Stated exercise =
Reproduce verbatim every line of the listing below, from the line containing "179, row 891." down to the line containing "column 172, row 175", including both of those lines.

Point labeling listing
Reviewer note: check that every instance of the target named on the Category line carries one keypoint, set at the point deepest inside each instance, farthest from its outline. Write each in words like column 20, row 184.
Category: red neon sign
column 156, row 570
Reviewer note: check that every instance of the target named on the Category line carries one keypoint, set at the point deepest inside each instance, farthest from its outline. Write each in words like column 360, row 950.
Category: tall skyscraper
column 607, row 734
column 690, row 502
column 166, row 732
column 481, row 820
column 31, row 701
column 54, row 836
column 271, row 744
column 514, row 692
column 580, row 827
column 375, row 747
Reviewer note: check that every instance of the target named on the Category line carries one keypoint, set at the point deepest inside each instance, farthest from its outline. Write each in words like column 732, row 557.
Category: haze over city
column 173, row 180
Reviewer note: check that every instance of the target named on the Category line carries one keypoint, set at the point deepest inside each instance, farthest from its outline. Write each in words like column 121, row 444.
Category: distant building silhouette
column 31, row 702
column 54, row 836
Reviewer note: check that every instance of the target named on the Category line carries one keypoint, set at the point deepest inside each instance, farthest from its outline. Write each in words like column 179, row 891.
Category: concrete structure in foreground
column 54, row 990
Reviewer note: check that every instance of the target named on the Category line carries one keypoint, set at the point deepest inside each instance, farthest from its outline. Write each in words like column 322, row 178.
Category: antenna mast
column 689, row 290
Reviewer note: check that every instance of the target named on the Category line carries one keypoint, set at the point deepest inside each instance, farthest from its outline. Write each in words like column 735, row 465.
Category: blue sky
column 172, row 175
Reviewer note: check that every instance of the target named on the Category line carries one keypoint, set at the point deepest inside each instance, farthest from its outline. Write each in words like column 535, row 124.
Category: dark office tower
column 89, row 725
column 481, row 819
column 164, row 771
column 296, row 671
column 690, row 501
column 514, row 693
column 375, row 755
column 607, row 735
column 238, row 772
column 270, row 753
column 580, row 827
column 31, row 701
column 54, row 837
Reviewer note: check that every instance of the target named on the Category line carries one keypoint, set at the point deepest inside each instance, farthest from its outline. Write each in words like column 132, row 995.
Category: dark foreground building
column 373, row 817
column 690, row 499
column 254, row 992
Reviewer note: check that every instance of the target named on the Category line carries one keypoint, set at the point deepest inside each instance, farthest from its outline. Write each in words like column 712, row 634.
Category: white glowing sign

Solution to this problem =
Reviewer note: check that every instance of the target named on the Category line carries one keypoint, set at the point deepest inside each instance, farthest from its outline. Write each in words like column 179, row 891.
Category: concrete structure in foreground
column 54, row 990
Reviewer note: check that every instance of the target named on the Category line carries one keypoint, set at the point deepest inside each instance, farthest from its outline. Write each in words like column 322, row 178.
Category: antenna mast
column 689, row 290
Reviewer note: check that every instance of the target named on the Category line carries one keypoint, set at the point deepest inside each instance, farthest from its outline. Write each in words like column 735, row 465.
Category: blue sky
column 172, row 175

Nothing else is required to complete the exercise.